==== Passage to read

Tracy continued to support the diocese while she lived and willed her entire estate to Donahue. The proceeds allowed Donahue to establish Wheeling Jesuit College and build other facilities across the diocese, as well as to found numerous outreach ministries. The investments included oil and gas lands that produced substantial revenues over the decades. Bishop Bransfield used the Tracy portfolio to improperly withdraw funds for his personal use. Bishop Brennan was the first bishop to fully disclose and list the value of the investments from the portfolio.

As of 2020, the Tracy portfolio exceeded $286 million dollars in value.  Annual royalty revenues were $13.9 million dollars, with total revenues from investments exceeding $15 million dollars for that year.

Sexual abuse scandal
On November 29, 2018, the Diocese of Wheeling–Charleston released the names of 18 clergy who had been "credibly accused" of sexually abusing minors while serving in the diocese. The list also revealed the names of 13 priests who were transferred to the diocese after being accused of committing sex abuse in other Catholic dioceses. The Reverend Felix Owino, a diocesan professor at  Wheeling Jesuit University, was convicted in Virginia in 2010 of sexually abusing a young girl there.  He was deported to his country in Africa after the conviction Reported incidents of sex abuse on this list date back to 1950. Eleven of the clergy on the list were deceased at the time of its release.

========

List every year mentioned in the passage on the Diocese of Wheeling–Charleston.

==== Data

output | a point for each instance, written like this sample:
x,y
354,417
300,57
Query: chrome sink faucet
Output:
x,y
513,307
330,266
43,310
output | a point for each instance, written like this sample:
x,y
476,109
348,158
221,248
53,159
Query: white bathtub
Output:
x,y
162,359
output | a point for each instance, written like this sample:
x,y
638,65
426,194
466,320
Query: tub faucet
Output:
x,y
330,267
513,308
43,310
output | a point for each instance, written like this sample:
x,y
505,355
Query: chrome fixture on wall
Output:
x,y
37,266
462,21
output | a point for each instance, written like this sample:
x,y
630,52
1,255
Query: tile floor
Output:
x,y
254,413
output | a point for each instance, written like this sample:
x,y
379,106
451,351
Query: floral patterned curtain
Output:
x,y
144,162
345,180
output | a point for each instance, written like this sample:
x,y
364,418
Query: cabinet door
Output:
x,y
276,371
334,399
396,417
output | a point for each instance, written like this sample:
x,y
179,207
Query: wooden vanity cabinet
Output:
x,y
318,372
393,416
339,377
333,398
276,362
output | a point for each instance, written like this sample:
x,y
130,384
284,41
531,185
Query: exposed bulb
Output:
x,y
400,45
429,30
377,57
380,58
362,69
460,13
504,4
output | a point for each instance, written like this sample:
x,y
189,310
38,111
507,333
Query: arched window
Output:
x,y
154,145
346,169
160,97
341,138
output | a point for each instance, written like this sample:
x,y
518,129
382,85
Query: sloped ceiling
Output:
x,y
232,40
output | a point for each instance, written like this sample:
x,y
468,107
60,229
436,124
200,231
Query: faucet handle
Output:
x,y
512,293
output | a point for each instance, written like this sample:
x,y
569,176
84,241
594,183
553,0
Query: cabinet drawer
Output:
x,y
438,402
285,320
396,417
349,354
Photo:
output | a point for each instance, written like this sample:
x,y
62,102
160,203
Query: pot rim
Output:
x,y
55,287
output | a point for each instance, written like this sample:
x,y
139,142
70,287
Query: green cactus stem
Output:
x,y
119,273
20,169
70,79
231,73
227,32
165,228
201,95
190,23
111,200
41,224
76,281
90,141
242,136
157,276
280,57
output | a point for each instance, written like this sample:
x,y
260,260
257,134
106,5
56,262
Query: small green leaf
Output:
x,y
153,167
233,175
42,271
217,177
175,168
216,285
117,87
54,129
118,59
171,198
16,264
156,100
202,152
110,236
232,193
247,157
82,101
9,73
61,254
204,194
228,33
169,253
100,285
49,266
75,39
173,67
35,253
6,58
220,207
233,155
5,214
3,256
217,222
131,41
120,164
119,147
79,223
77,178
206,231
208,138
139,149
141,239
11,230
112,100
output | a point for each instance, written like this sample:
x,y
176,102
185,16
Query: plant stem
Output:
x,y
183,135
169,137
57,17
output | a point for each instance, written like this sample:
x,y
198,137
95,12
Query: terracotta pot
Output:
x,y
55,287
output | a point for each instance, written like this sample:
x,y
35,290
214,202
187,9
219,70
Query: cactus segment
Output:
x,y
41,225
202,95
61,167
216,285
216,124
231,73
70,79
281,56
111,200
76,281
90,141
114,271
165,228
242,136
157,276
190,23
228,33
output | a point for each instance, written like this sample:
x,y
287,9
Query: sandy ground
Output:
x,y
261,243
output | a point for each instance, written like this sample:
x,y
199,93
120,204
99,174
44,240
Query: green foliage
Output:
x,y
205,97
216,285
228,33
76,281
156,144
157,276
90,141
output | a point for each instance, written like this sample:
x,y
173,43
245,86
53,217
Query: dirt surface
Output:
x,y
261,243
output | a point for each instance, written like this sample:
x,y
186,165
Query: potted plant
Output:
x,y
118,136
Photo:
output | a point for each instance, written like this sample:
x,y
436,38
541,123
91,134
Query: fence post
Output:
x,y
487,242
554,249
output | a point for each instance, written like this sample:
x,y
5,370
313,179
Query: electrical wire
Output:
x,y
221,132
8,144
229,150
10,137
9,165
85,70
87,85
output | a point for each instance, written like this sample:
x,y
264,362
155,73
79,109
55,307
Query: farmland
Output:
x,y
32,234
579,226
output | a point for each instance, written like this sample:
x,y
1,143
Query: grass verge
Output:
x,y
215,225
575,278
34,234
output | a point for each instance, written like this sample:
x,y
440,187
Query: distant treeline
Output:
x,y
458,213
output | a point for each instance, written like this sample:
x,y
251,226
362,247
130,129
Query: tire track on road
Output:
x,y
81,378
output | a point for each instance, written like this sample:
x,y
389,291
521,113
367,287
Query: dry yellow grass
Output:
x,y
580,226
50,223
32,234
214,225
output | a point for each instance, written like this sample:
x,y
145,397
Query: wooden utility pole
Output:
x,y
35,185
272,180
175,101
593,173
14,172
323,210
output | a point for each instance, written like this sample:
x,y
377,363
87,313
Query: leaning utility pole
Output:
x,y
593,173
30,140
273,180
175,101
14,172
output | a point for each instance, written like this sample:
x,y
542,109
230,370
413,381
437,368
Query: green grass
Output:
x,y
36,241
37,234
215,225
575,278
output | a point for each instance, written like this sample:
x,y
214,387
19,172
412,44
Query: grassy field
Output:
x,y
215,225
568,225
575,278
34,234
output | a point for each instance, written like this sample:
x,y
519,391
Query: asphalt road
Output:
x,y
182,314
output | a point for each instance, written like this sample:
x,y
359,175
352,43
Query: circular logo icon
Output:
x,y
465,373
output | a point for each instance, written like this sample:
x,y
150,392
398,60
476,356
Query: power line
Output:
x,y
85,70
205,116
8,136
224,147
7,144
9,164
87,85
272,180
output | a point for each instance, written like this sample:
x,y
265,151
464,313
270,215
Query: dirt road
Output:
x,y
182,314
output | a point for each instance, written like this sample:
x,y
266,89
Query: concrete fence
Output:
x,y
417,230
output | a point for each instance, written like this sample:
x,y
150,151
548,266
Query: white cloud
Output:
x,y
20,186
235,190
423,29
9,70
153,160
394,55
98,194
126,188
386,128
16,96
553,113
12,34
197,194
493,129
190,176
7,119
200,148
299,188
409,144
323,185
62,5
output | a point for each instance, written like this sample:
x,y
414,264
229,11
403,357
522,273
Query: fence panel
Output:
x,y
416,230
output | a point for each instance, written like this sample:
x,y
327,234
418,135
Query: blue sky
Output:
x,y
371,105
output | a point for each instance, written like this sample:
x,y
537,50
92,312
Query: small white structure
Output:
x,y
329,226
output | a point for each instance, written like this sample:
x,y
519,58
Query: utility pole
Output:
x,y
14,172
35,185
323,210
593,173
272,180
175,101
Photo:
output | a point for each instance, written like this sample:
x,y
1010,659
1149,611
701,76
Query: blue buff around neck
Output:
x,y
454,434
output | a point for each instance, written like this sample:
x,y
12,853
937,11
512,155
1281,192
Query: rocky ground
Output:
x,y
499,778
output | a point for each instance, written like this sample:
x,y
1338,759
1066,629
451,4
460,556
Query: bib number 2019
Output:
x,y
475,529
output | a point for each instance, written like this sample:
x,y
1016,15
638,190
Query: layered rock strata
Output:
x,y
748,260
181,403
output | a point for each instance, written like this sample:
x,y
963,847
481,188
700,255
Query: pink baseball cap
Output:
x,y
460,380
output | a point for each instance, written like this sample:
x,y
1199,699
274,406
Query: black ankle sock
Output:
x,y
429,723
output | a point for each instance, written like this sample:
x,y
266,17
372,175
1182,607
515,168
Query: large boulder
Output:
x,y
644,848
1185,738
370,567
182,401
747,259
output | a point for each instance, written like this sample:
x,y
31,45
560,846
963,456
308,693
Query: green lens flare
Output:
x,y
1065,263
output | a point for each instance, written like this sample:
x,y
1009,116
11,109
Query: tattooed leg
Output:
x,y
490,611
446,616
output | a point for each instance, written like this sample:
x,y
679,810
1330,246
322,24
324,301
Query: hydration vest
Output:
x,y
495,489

========

_Reply to the exercise:_
2020, 2018, 2010, 1950